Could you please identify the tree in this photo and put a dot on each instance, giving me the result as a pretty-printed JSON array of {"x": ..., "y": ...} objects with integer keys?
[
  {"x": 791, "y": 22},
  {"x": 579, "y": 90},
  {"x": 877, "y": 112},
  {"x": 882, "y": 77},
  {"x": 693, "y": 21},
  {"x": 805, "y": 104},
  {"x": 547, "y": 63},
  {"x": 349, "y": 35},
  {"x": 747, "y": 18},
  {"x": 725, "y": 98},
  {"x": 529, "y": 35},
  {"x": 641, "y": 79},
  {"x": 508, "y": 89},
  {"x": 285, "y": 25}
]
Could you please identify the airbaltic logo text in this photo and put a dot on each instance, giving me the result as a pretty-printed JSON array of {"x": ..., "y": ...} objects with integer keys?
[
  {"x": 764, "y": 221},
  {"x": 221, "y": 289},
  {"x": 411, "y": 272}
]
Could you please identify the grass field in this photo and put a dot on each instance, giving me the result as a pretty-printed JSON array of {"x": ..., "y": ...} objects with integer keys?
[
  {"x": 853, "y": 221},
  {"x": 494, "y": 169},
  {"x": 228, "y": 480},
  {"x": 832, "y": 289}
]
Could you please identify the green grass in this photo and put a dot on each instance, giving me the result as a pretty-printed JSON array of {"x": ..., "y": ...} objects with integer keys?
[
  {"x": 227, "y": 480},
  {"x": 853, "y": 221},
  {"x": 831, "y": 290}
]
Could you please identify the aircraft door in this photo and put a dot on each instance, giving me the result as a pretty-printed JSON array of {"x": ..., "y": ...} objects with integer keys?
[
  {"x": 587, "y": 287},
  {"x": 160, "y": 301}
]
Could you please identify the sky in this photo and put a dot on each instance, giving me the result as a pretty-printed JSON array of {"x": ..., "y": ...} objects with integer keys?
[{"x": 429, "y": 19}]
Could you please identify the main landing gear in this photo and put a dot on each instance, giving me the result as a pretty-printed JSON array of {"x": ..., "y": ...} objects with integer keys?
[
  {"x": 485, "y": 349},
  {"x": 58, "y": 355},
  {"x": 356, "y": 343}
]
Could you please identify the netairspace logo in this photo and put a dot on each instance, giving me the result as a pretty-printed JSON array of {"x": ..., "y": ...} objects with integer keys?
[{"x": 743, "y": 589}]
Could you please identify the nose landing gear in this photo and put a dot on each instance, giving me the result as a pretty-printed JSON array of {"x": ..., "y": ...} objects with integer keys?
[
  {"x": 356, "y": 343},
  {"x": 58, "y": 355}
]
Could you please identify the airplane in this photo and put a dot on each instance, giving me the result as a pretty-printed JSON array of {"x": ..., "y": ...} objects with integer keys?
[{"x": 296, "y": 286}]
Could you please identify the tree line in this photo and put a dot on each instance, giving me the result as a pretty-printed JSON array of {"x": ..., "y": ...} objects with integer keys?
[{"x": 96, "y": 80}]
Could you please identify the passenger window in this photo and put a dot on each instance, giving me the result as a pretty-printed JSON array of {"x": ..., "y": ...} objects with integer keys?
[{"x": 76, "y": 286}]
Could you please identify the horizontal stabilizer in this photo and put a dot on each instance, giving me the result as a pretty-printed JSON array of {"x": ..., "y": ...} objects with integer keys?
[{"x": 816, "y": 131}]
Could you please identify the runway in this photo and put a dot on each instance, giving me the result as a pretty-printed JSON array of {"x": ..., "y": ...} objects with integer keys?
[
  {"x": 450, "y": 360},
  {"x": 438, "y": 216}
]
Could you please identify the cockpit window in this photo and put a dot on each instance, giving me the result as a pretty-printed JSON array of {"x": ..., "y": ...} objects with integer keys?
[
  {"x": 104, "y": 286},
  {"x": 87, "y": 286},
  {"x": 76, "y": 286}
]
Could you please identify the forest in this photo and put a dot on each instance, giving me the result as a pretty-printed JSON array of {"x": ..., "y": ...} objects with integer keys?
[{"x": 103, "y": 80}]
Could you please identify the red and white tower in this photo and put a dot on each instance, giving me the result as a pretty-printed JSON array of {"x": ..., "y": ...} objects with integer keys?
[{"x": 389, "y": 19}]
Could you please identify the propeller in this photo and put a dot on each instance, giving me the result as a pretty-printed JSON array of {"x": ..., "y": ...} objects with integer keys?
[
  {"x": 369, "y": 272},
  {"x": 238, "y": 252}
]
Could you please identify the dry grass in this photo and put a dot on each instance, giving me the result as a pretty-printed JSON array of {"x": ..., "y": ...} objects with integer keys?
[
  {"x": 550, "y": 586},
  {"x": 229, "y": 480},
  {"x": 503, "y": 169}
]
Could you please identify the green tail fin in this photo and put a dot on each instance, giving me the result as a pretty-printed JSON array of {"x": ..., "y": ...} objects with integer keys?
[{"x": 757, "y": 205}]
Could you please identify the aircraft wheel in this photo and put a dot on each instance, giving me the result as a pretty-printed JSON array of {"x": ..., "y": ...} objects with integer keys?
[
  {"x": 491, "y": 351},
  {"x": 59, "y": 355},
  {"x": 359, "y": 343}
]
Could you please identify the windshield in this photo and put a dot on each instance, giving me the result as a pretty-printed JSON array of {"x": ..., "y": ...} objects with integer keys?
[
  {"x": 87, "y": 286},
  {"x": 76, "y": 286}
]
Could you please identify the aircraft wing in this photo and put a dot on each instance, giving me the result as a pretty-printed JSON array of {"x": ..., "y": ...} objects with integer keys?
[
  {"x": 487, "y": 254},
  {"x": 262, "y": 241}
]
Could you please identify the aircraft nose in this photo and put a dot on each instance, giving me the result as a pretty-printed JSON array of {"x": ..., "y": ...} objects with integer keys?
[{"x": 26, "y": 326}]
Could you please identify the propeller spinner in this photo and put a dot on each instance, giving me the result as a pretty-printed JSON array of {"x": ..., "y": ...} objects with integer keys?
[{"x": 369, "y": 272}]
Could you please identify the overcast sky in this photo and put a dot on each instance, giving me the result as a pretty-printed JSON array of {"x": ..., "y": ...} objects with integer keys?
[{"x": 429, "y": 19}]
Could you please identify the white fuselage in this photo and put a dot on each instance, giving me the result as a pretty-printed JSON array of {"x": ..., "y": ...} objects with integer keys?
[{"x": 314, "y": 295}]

# # # #

Please replace "put a dot on" with "mark" throughout the items above and write them out again, changing nothing else.

Could you please identify the tree in this photo and mark each instance, giving me the result as a pretty-printed JSON array of {"x": ..., "y": ...} objects with integer keys?
[
  {"x": 791, "y": 22},
  {"x": 579, "y": 90},
  {"x": 877, "y": 112},
  {"x": 882, "y": 77},
  {"x": 693, "y": 21},
  {"x": 805, "y": 104},
  {"x": 547, "y": 63},
  {"x": 349, "y": 35},
  {"x": 747, "y": 18},
  {"x": 725, "y": 98},
  {"x": 529, "y": 35},
  {"x": 641, "y": 79},
  {"x": 508, "y": 89},
  {"x": 285, "y": 25}
]
Could you please identify the airbaltic logo text in this photo and mark each instance, giving me the result as a pretty-printed JSON array of {"x": ..., "y": ...} objects with integer keys?
[
  {"x": 764, "y": 221},
  {"x": 221, "y": 289},
  {"x": 411, "y": 272}
]
Could you please identify the grass field in this photo and mark each instance, giving me the result as a pretty-printed JSON array of {"x": ..., "y": ...} objects with integer keys?
[
  {"x": 853, "y": 221},
  {"x": 494, "y": 169},
  {"x": 228, "y": 480},
  {"x": 832, "y": 289}
]
Could you please identify the green grass in this photo and mark each instance, giving me the result as a pretty-printed JSON array of {"x": ..., "y": ...} objects with integer keys?
[
  {"x": 227, "y": 480},
  {"x": 853, "y": 221},
  {"x": 831, "y": 290}
]
Could you please identify the aircraft door in this photo and mark each instance, giving me the result as a pretty-printed JSON array of {"x": ..., "y": ...} objects with integer keys?
[
  {"x": 587, "y": 287},
  {"x": 160, "y": 301}
]
Could you please identify the sky in this photo and mark each instance, giving me the result as a pretty-printed JSON array of {"x": ..., "y": ...} objects with integer keys?
[{"x": 429, "y": 19}]
Could you please identify the main landing gear in this photo and mark each instance, giving me the result as a pretty-printed JSON array of {"x": ..., "y": ...} objects with integer keys?
[
  {"x": 485, "y": 349},
  {"x": 58, "y": 355},
  {"x": 356, "y": 343}
]
Could you please identify the netairspace logo in this photo and mark each instance, giving me the result as a pretty-printed JSON array of {"x": ..., "y": ...} objects with integer keys?
[{"x": 743, "y": 589}]
Could you please identify the nose landing gear in this photo and mark each instance, giving me the result as a pretty-printed JSON array of {"x": ..., "y": ...} objects with integer keys?
[
  {"x": 356, "y": 343},
  {"x": 58, "y": 355}
]
Could you please identify the airplane in this photo and mark each instance, giving me the result as a pretty-printed JSON array of {"x": ..., "y": ...} objects with integer keys?
[{"x": 296, "y": 286}]
Could you please identify the tree line in this photo and mark each instance, giving me the result as a pretty-printed JSON array of {"x": ..., "y": ...} objects with integer keys?
[{"x": 96, "y": 80}]
Could you please identify the passenger window in this photo and mark each instance, giving me the result as a pretty-printed JSON array of {"x": ..., "y": ...} objects with integer keys?
[{"x": 76, "y": 286}]
Could you please identify the horizontal stabilizer in this photo and mark each instance, giving me the result as a pretty-printed JSON array of {"x": ..., "y": ...} objects with integer keys?
[{"x": 816, "y": 131}]
Could you please identify the runway in this photo and mark each instance, giving me the result as a pretty-printed JSON array of {"x": ..., "y": ...} objects with integer keys?
[
  {"x": 450, "y": 360},
  {"x": 438, "y": 216}
]
Could you please identify the cockpit window in this photo and mark each instance, giving me the result as a pretty-printed JSON array of {"x": ..., "y": ...} objects with integer keys?
[
  {"x": 104, "y": 286},
  {"x": 87, "y": 286},
  {"x": 76, "y": 286}
]
Could you please identify the forest in this photo and mark each instance, giving me the result as a pretty-printed JSON array of {"x": ..., "y": ...} objects with integer keys?
[{"x": 103, "y": 80}]
Could you please identify the red and white tower in this photo and mark each instance, giving me the result as a pretty-printed JSON array of {"x": ..., "y": ...} objects with integer keys?
[{"x": 389, "y": 19}]
Could you please identify the propeller in this photo and mark each instance, giving me the result as a pretty-printed JSON array of {"x": ..., "y": ...} objects with integer keys?
[
  {"x": 369, "y": 272},
  {"x": 238, "y": 252}
]
Could you please identify the dry grass in this photo and mark each instance, giving me the result as a pretty-printed JSON array of {"x": ..., "y": ...} objects with integer keys?
[
  {"x": 550, "y": 586},
  {"x": 229, "y": 480},
  {"x": 503, "y": 169}
]
Could you please identify the green tail fin in this photo and mark each instance, giving me the result as a pretty-printed JSON array of {"x": ..., "y": ...} objects with integer keys?
[{"x": 757, "y": 205}]
Could you please identify the aircraft wheel in this photo and mark each instance, giving me the result as a pretty-printed JSON array of {"x": ..., "y": ...} objects with integer keys?
[
  {"x": 491, "y": 351},
  {"x": 59, "y": 355},
  {"x": 359, "y": 343}
]
Could you please identify the windshield in this photo and mark each instance, giving me the result as a pretty-printed JSON array of {"x": ..., "y": ...} objects with integer keys?
[
  {"x": 87, "y": 286},
  {"x": 76, "y": 286}
]
Could you please identify the aircraft wing in this photo and mark each instance, giving me the result as a pretty-printed JSON array of {"x": ..., "y": ...} objects with integer keys?
[
  {"x": 487, "y": 254},
  {"x": 262, "y": 241}
]
Could you please identify the aircraft nose in this photo and mark each instance, giving me the result as a pretty-printed JSON array of {"x": ..., "y": ...} objects with integer keys?
[{"x": 26, "y": 326}]
Could you please identify the propeller spinner in this photo and mark each instance, giving me the result as a pretty-printed JSON array of {"x": ..., "y": ...} objects with integer keys?
[{"x": 369, "y": 272}]
Could you please identify the overcast sky in this photo and mark each instance, giving me the result as a pretty-printed JSON array of {"x": ..., "y": ...} objects with integer keys?
[{"x": 429, "y": 19}]
Could you please identify the white fuselage in this photo and mark each instance, giving me the result as a pretty-printed JSON array of {"x": ..., "y": ...} objects with integer keys?
[{"x": 314, "y": 295}]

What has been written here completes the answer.